** PROBLEMA PROPOSTO 1 **
Reescreva o texto sobre a Copa do Mundo no Catar com "metrô" atualizado para "trem", começando pelas palavras que trazem "Cerca de US$" e parando depois de "hotéis e apartamentos.".
** PROBLEMA PROPOSTO 2 **
Prossiga com o texto sobre a Copa do Mundo no Catar a partir da última frase apresentada.

Copa do Mundo trouxe algumas mudanças para o Catar; entenda
Resta a dúvida se as mudanças vão se manter após o fim do torneio
O Catar é irreconhecível em relação ao país que era há 12 anos, quando venceu sua candidatura para sediar a Copa do Mundo de 2022.
Cerca de US$ 220 bilhões foram investidos na construção de uma cidade totalmente nova, um sistema de metrô de última geração e centenas de novos edifícios de hotéis e apartamentos.
Assim como os países que já sediaram grandes eventos, o Catar tem estado sob o olhar atento da comunidade internacional.
Ao mesmo tempo, seu próprio povo foi exposto a ideais internacionais, bem como a mudanças nas normas culturais e sociais, ao antecipar o influxo de mais de um milhão de torcedores de futebol em seu pequeno país.
“O Catar mudou muito nos últimos 12 anos e, culturalmente falando, isso causou um grande impacto”, disse Ali Adnan Abel, torcedor de futebol catariano de 30 anos, à CNN. “Vimos mais diversidade que fez os catarianos perceberem que é hora de baixar os escudos”.

Registros de anotação de caixas em imagens
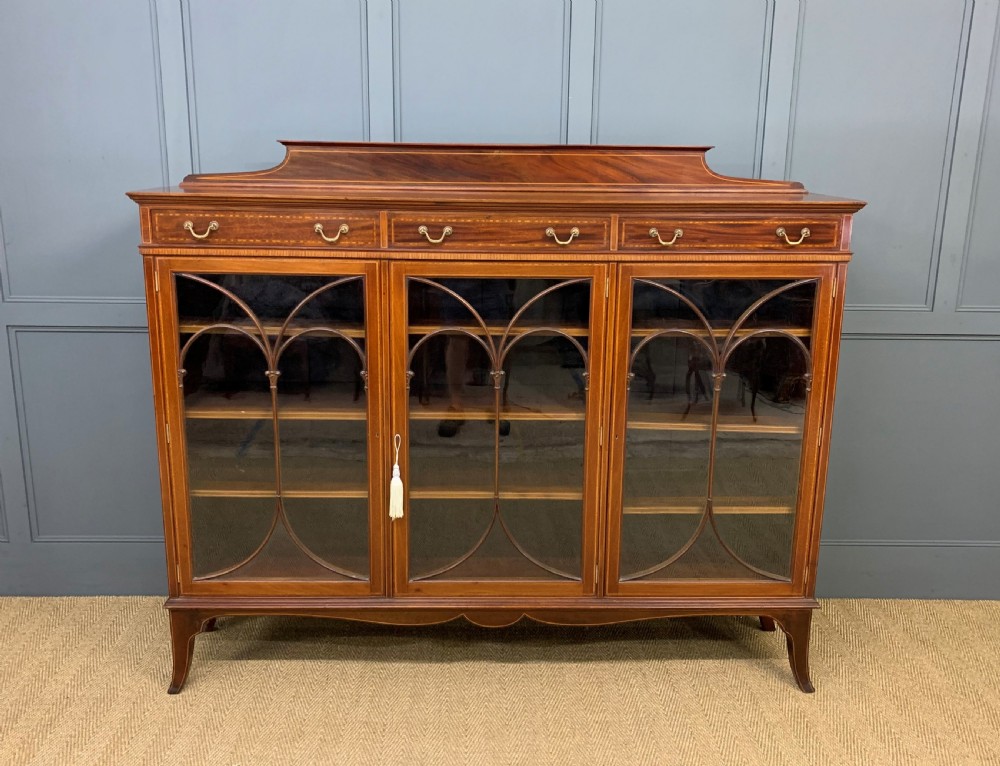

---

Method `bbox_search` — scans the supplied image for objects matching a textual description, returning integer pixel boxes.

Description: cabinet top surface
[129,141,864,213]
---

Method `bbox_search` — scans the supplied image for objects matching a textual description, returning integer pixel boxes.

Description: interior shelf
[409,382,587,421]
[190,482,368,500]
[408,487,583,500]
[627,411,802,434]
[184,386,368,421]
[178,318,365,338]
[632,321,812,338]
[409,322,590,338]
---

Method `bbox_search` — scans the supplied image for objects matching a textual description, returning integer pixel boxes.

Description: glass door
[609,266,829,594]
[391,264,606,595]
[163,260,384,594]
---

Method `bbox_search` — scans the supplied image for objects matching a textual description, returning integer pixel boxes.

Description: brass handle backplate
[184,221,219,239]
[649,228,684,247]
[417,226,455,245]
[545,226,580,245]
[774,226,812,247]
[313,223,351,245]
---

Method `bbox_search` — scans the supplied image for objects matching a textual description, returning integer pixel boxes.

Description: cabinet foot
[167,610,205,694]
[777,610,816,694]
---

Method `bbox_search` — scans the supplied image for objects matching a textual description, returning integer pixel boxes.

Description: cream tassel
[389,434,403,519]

** RESPOSTA ESPERADA 1 **
Cerca de US$ 220 bilhões foram investidos na construção de uma cidade totalmente nova, um sistema de trem de última geração e centenas de novos edifícios de hotéis e apartamentos.

** RESPOSTA ESPERADA 2 **
Ao sediar a Copa do Mundo, o Catar tem sofrido intensa pressão para aprovar mudanças legais.
Ele desmantelou o controverso sistema Kafala, uma prática trabalhista regional estabelecida há muito tempo que dá às empresas e à minoria cidadã o controle sobre o emprego, o movimento e o status de imigração dos trabalhadores migrantes.
“O que vimos neste caso é que certamente não houve nenhuma atenção internacional ou mesmo em nível nacional ao tratamento de trabalhadores migrantes no Catar e isso certamente mudou depois que o Catar ganhou a capacidade de sediar a Copa do Mundo”, James Lynch, diretor do grupo de direitos humanos FairSquare e ex-diplomata britânico em Doha, disse à CNN no sábado (26).
Mas ainda restam dúvidas sobre se as reformas continuarão assim que o torneio terminar e o olhar do mundo se desviar da nação do Golfo.
Os organizadores do evento no Catar insistem que essas mudanças vieram para ficar.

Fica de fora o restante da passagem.